[Point-per-instance localization data]
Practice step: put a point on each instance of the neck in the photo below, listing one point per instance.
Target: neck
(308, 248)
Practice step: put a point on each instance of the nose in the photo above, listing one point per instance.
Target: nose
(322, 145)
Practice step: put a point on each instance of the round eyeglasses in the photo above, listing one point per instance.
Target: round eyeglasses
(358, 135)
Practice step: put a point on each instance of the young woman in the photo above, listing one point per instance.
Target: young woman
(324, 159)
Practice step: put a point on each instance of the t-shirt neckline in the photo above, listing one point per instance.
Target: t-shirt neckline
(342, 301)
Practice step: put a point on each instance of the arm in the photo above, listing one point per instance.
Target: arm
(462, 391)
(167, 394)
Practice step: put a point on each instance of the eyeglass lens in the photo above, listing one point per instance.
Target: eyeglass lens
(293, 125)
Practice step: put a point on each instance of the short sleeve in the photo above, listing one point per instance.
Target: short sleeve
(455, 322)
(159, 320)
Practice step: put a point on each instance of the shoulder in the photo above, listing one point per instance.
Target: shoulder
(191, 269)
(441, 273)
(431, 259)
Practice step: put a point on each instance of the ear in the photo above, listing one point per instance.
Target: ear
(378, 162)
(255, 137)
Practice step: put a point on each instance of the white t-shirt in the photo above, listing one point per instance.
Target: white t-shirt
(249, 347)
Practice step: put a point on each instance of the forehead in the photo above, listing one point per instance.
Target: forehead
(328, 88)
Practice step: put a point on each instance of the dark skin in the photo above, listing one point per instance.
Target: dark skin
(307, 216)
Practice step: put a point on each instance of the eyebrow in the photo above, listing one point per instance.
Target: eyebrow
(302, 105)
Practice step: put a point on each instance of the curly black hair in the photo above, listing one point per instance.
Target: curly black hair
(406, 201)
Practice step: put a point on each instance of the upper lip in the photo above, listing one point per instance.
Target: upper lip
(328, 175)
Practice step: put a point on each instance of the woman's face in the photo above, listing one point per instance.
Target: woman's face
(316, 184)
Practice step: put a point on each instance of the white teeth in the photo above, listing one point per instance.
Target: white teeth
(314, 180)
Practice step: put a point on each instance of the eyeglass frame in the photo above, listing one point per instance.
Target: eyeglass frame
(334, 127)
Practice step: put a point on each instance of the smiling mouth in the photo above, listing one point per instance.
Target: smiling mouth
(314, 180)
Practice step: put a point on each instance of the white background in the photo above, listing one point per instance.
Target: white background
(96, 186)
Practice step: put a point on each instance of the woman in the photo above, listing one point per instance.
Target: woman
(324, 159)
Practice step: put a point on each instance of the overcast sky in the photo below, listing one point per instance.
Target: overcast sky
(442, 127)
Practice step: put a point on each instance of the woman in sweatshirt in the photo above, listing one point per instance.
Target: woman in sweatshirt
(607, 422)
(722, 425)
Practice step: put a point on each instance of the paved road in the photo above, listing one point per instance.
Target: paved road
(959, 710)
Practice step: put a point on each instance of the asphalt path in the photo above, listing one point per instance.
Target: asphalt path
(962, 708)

> **YOUR OBJECTIVE**:
Reproduce the entries exactly, each one as given.

> **SOLUTION FOR THIS PROBLEM**:
Practice step: put a point on each instance of the neck in the photo below, listing one point per instance.
Target: neck
(308, 248)
Practice step: put a point on each instance of the nose in the photo above, listing one point per instance.
Target: nose
(322, 145)
Practice step: put a point on each instance of the round eyeglasses in the photo above, listing one point per instance.
Target: round eyeglasses
(358, 135)
Practice step: put a point on each instance of the young woman in the photo above, listing one point per instance.
Target: young woman
(324, 159)
Practice step: put a point on each instance of the t-shirt neckline in the photo above, listing one point per instance.
Target: t-shirt neckline
(342, 301)
Practice step: put a point on each instance of the arm in the photo above, listing one point per instance.
Target: arm
(462, 391)
(167, 394)
Practice step: put a point on each instance of the eyeglass lens in the photo above, listing one point per instance.
Target: eyeglass lens
(293, 125)
Practice step: put a point on each instance of the short sleeve in the photo above, listing one point per instance.
Target: short sleeve
(455, 322)
(159, 320)
Practice step: put a point on each instance of the shoulder in the photo above, listing one point per instance.
Target: shoulder
(191, 269)
(441, 273)
(431, 259)
Practice step: put a point on each instance of the ear in the photo above, listing one point per instance.
Target: ear
(378, 162)
(255, 137)
Practice step: put a point on each instance of the white t-shirt in the photo above, listing one point per instance.
Target: white t-shirt
(249, 347)
Practice step: put a point on each instance of the forehead in the photo above, listing one point per instance.
Target: forehead
(328, 88)
Practice step: put a point on each instance of the dark skin in the photo above, listing one point per instance.
Target: dark skin
(307, 216)
Practice step: put a point on each instance of the eyebrow in the photo above, listing one point per instance.
Target: eyebrow
(302, 105)
Practice step: put a point on each instance of the curly black hair in the photo above, listing one point per instance.
Target: curly black hair
(406, 201)
Practice step: put a point on each instance of the upper lip in the photo above, listing one point per instance.
Target: upper lip
(328, 175)
Practice step: put a point on each instance of the woman's face in the photo above, listing one point per instance.
Target: woman's face
(316, 184)
Practice step: put a point on each instance of the white teeth in the photo above, listing one point per instance.
Target: white teeth
(314, 180)
Practice step: put a point on each instance of the eyeglass frame in the photo above, listing one point per instance.
Target: eyeglass frame
(334, 127)
Practice step: put a point on each instance of the smiling mouth in the photo above, listing one point per instance.
Target: smiling mouth
(314, 180)
Practice step: put a point on each instance of the white background in the photo above, listing one point per instance.
Target: white background
(96, 186)
Practice step: put a point on each instance of the woman in the photo above, listing one point per instance.
Target: woman
(324, 159)
Practice step: put a point on each instance of the overcast sky in the photo below, listing one point per instance.
Target: overcast sky
(442, 127)
Practice step: put a point on each instance of the woman in sweatshirt in the photo above, listing one point per instance.
Target: woman in sweatshirt
(607, 422)
(722, 425)
Practice step: put a point on each instance of the paved road in the photo above, listing one point per instance.
Target: paved road
(959, 710)
Practice step: put a point on each instance of the asphalt path in the photo above, listing one point per instance.
Target: asphalt path
(962, 708)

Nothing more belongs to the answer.